Count the lines in the entries below that contain the word "building". Reply with the number alone.

**Source records:**

:::::

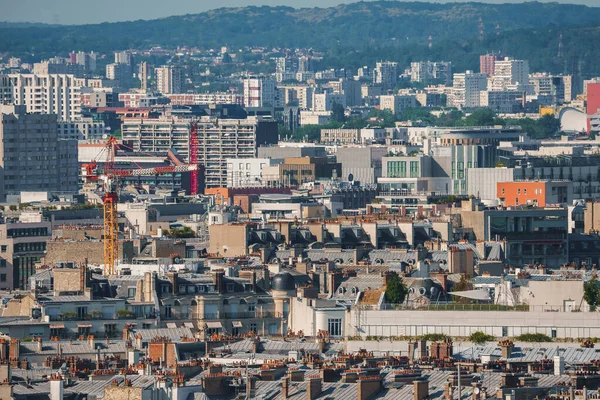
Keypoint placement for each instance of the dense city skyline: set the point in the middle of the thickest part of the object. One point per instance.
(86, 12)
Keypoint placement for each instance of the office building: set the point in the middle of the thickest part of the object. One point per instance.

:::::

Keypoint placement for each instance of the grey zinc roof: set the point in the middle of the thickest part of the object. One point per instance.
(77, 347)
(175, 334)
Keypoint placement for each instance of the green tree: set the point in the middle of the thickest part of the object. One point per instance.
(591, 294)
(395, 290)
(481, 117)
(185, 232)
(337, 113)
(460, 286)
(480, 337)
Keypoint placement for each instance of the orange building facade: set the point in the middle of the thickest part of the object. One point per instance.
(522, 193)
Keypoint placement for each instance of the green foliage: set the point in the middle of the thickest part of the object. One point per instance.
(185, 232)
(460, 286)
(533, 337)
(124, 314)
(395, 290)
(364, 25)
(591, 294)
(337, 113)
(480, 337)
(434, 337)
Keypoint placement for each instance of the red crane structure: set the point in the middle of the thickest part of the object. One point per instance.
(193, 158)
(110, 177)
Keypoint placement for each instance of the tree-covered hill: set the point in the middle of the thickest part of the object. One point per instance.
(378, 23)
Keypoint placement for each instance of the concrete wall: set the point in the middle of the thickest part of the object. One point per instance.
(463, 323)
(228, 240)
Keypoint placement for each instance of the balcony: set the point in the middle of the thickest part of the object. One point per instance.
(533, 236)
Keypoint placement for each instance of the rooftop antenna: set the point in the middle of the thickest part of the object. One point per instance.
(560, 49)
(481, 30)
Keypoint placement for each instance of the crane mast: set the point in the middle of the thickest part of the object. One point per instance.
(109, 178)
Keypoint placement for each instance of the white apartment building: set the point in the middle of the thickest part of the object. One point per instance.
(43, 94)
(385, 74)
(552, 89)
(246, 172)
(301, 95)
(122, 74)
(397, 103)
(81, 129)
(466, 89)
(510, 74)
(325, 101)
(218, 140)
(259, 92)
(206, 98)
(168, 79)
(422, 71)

:::::

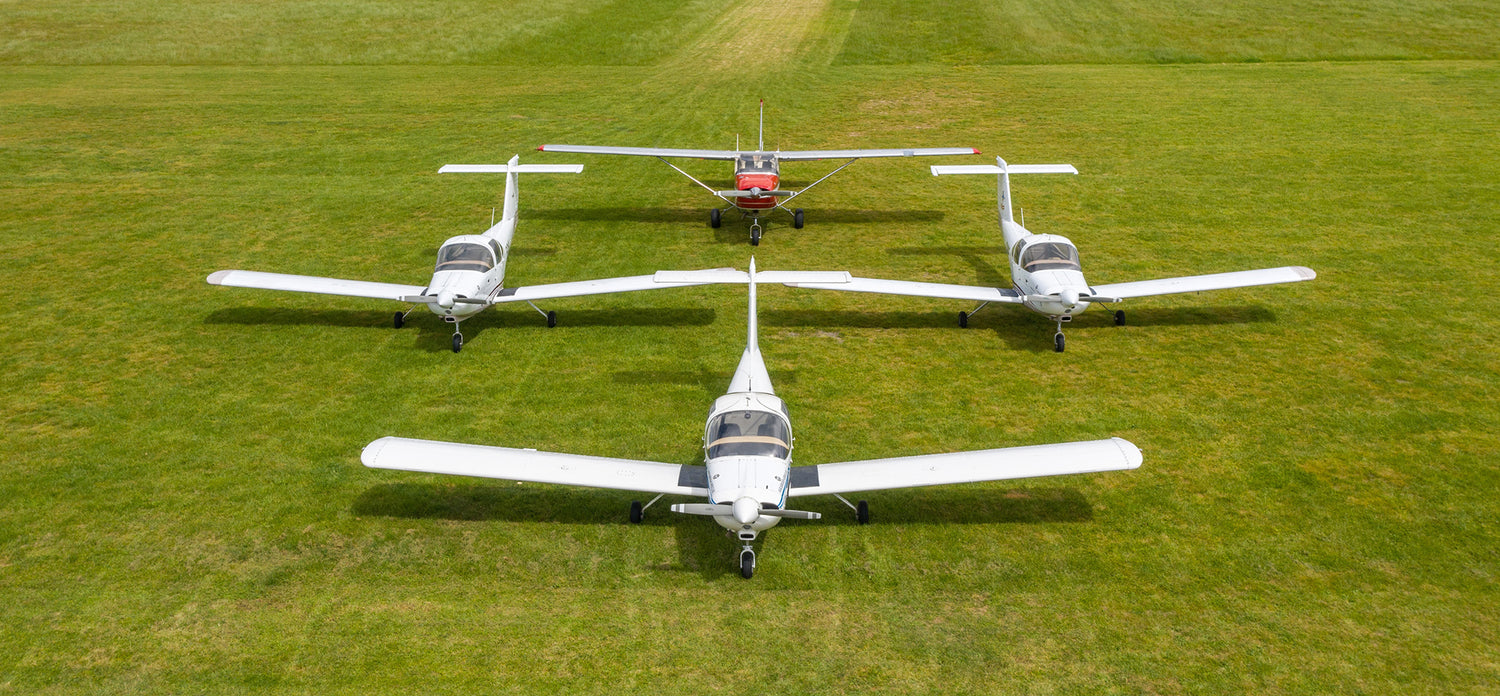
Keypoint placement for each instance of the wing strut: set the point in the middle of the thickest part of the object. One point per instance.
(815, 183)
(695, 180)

:::::

**The output:** 3